[Written request] Count the lines below that contain the string "rear", and reply with that number only.

....

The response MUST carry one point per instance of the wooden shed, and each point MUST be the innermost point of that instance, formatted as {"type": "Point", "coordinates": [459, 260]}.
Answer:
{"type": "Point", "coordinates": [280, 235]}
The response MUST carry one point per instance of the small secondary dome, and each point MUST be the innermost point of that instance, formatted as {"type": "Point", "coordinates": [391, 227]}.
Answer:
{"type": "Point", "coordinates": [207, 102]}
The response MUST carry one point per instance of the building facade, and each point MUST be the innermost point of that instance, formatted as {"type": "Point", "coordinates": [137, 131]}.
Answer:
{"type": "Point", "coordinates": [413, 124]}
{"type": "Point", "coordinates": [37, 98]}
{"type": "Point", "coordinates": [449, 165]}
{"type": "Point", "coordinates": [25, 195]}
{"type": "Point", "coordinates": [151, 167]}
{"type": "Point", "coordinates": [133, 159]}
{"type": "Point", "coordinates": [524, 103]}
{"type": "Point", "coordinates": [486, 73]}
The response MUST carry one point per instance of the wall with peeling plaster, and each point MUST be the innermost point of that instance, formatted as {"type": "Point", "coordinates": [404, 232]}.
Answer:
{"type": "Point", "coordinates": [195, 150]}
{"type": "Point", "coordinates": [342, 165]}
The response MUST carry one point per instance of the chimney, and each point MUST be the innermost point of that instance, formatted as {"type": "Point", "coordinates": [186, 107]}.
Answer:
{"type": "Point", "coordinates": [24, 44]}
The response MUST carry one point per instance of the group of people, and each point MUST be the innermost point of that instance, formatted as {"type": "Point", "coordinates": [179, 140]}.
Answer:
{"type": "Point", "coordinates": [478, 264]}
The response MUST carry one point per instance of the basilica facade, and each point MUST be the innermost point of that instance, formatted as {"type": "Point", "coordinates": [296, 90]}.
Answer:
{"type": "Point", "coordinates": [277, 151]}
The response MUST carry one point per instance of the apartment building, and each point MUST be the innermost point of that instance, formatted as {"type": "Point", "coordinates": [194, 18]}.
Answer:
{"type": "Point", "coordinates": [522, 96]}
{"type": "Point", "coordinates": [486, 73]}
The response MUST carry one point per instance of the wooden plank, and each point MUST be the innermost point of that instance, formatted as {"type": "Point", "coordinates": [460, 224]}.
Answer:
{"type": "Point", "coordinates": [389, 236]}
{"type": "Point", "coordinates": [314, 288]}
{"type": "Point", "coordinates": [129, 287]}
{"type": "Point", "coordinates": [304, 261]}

....

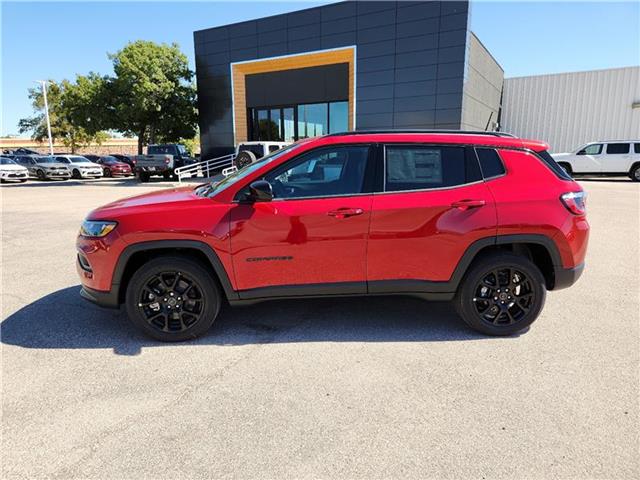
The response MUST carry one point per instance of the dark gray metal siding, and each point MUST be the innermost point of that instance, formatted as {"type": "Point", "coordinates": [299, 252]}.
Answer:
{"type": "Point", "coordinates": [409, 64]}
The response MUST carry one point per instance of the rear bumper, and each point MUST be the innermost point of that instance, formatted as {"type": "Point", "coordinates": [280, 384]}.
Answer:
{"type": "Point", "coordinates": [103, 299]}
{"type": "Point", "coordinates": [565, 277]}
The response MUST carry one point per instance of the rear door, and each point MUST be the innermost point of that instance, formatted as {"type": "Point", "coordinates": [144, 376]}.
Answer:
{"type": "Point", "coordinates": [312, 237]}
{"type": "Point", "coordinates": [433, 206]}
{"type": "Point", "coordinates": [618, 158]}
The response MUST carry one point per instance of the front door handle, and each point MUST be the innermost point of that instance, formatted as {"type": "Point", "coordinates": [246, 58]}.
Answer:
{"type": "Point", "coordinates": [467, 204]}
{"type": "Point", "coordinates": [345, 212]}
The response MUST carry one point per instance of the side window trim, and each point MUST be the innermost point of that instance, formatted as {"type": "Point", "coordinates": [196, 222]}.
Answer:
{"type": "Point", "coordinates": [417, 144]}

....

[Solution] 2